Johnathan Lee Allen said:


> Ouch. This is bad.
> 
> “Outward OPC is a work of the OPC Committee on Home Missions and Church Extension.” ... so this is official OPC?



Yes.


----------



## Hamalas (Feb 26, 2019)

A.Joseph said:


> does anybody else find this a little troubling? Specially, the reference and accolades to Chandler and A29 ‘who are reaching people better’
> 
> 
> 
> ...



He's simply describing the different groups that people in our circles will run into. He's not saying that the Acts29 model or "Reformed-lite Ross approach" are the way to go. Actually, he explicitly says the opposite: "There are a number of areas I believe they could profit from time with us—our ecclesiology and our sense of liturgy and worship would be at the top of the list. But they are working out their own understanding of things and we are working out ours. If I could do one thing in this life right now, it would be to bring the strengths of the two together. I’m not sure that’s realistic, so I’m just going to go ahead and work it out on a small scale here and some other venues and let you work through it with me."

The whole point of his article is to argue that there are certain things we can learn from some of these other groups but that we can't, and shouldn't, try to copy everything they do. It's an intentionally eclectic and nuanced approach. I'm not sure I see the problem.

Reactions: Like 3


----------



## Puritan Sailor (Feb 26, 2019)

There is nothing wrong with critically engaging other denominations to find helpful advice, so long as it is consistent with your confessional principles. Even Reformed denominations can develop blind spots, and interacting with others can help you see them, and even better understand your own historic tradition. It seems to me that it's way too early for red flags. You need to see what he actually says in the following articles where he goes into more detail about what he finds instructional or worthy of imitation in these other groups.

Reactions: Like 3


----------



## A.Joseph (Feb 26, 2019)

Hamalas said:


> It's an intentionally eclectic and nuanced approach.



Has the writer read this? Are we truly lacking? And how are any of these other churches and denominations a worthy model? I think we are fine exactly the way we are.... Church growth may come.... it may not....



> The first topic the authors address is the relationship of the church to the world. This is a logical place to begin, for many churches today take their cues in worship from unbelievers, deliberately providing a service that will make unbelievers comfortable. But the authors conclude that true worship “will be odd and perhaps even weird to the watching world. This oddness is not lamentable but essential to the church’s faithfulness and witness” (page 34). In fact, the church _must_ take a posture that is antithetical to the world if she is to resist worldliness and idolatry. The clash with church growth principles is further enforced in the next chapter where the authors discuss the purpose of the church.

▶ Jobs
(1) Reproduce the part of the forum thread that opens with the words containing "## Puritan Sailor" and closes with "A.Joseph (Feb 26, 2019)".
(2) According to the forum thread, which committee is Outward OPC a work of?
The lines after this point are drawn from a different source.

▶ Data provided
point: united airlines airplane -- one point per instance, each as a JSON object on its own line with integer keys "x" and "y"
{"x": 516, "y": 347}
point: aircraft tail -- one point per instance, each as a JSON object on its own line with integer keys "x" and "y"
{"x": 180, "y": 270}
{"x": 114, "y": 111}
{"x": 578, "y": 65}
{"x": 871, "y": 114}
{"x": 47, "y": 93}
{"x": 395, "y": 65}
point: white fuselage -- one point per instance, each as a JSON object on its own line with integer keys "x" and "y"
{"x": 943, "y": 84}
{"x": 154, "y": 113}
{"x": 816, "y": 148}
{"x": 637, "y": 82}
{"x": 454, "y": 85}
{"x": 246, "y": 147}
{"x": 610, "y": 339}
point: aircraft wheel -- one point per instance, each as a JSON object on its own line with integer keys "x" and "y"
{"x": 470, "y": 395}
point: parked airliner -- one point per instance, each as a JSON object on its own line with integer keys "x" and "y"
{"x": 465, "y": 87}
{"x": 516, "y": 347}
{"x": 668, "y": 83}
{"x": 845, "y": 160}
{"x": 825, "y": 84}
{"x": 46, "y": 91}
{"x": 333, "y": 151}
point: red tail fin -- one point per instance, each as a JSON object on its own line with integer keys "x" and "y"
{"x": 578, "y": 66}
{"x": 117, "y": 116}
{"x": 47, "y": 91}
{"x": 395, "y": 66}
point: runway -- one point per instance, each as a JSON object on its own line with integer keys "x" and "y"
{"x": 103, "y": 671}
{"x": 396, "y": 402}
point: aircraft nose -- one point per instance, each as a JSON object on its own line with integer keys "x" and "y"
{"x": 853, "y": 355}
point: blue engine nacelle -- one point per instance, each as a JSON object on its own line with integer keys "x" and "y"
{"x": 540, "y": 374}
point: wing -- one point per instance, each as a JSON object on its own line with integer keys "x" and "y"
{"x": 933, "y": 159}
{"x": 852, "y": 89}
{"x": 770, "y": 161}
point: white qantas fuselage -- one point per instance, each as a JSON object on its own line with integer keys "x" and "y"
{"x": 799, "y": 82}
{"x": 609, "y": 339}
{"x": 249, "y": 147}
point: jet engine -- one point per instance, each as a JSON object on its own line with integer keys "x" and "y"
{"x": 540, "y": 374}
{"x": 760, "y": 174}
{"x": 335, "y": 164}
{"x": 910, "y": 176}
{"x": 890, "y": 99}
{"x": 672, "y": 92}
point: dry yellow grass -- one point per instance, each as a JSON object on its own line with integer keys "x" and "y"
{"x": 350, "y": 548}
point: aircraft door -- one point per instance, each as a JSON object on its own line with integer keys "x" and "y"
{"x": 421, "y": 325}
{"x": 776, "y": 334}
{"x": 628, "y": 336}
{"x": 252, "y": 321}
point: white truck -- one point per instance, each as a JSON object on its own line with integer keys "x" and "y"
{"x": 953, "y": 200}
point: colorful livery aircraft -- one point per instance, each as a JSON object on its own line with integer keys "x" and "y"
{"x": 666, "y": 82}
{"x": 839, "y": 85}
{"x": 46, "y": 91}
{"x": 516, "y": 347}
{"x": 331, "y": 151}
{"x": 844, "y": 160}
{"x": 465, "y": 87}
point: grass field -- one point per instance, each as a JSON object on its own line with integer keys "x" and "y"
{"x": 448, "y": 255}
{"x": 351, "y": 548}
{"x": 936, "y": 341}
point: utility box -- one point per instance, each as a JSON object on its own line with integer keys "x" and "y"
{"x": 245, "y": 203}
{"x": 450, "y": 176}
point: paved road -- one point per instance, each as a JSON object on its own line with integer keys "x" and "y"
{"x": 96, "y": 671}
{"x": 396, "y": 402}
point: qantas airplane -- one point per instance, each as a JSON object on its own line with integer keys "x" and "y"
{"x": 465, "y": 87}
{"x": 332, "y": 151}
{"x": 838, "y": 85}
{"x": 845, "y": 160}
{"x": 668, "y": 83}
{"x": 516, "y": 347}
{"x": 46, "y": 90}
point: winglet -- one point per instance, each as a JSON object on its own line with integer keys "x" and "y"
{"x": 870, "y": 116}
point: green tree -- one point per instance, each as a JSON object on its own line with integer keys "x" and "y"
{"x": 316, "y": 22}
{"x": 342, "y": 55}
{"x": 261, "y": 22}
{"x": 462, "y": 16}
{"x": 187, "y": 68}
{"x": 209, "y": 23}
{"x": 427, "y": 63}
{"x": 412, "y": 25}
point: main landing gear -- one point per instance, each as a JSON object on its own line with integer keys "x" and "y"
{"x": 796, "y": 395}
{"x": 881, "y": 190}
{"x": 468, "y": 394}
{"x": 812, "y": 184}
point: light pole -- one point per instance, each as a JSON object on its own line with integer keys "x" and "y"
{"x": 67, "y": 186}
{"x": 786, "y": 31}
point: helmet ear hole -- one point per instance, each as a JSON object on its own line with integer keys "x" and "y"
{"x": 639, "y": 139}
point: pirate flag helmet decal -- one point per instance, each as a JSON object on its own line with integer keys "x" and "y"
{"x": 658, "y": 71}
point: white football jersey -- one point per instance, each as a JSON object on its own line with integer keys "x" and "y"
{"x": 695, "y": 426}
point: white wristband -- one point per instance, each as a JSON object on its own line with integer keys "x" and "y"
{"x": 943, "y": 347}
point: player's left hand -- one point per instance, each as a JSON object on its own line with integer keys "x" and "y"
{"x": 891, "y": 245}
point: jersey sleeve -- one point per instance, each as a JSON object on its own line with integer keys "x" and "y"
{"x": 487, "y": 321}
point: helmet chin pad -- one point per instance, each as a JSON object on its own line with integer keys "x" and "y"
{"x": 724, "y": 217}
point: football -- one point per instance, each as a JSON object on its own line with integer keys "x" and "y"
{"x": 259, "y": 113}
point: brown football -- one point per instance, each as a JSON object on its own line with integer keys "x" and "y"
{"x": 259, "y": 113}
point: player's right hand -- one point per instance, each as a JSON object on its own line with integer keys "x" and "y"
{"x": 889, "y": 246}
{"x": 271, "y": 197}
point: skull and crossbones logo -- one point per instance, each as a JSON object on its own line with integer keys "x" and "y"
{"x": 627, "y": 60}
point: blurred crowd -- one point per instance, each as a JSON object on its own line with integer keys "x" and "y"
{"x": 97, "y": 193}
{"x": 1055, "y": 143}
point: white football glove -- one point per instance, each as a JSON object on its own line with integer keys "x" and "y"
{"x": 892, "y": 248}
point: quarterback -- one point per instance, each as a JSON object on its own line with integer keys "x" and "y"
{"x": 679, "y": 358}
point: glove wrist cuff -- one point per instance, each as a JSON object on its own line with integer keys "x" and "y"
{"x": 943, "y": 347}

▶ Solution list
(1)
## Puritan Sailor (Feb 26, 2019)

There is nothing wrong with critically engaging other denominations to find helpful advice, so long as it is consistent with your confessional principles. Even Reformed denominations can develop blind spots, and interacting with others can help you see them, and even better understand your own historic tradition. It seems to me that it's way too early for red flags. You need to see what he actually says in the following articles where he goes into more detail about what he finds instructional or worthy of imitation in these other groups.

Reactions: Like 3


----------



## A.Joseph (Feb 26, 2019)

(2) The OPC Committee on Home Missions and Church Extension.